#### Provided material ####

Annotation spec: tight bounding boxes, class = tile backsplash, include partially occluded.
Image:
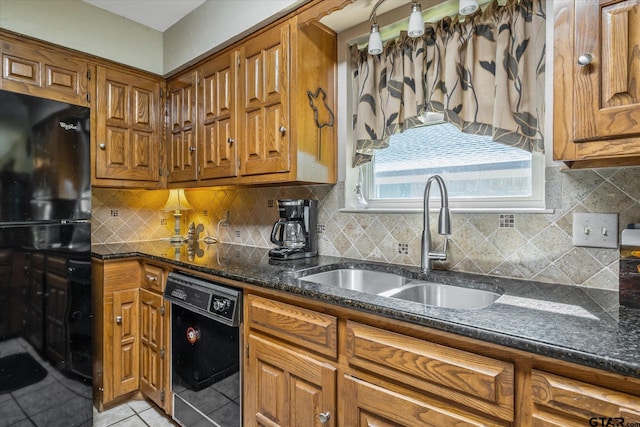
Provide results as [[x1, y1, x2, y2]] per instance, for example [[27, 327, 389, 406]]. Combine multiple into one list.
[[92, 166, 640, 290]]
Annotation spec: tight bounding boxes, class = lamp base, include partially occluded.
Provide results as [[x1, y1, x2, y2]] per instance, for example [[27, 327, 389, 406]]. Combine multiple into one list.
[[169, 235, 184, 244]]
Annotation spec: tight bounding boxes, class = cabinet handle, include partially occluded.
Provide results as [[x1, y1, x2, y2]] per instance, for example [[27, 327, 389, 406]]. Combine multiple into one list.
[[146, 274, 158, 282], [227, 137, 235, 144], [115, 316, 122, 324], [189, 146, 196, 152], [577, 54, 593, 66], [279, 125, 286, 134], [319, 412, 331, 424], [99, 143, 106, 150]]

####

◆ What to do ◆
Although the records above contain pictures, your copy should give only their text, exactly as written.

◆ Answer space ◆
Annotation spec: tight bounding boxes, class = tile backsplash, include partially occluded.
Image:
Provide results as [[x1, y1, x2, y2]] per instance, for example [[27, 327, 389, 406]]. Combine multiple into one list.
[[92, 166, 640, 290]]
Annotation spec: tight bounding boxes, class = lamp base, include partially occluded.
Provide results as [[x1, y1, x2, y2]] per instance, for example [[27, 327, 389, 406]]. Combine multiple into one list.
[[169, 235, 184, 244]]
Annotation spec: tight bounding boxes, class = cabinet handle, include partially occluded.
Provide results as [[x1, y1, x2, y2]] per instance, for example [[27, 327, 389, 406]]. Combine multiple into one list.
[[146, 274, 158, 282], [227, 137, 235, 144], [115, 316, 122, 324], [189, 146, 196, 152], [577, 54, 593, 66], [279, 125, 286, 134], [319, 412, 331, 424], [99, 143, 106, 150]]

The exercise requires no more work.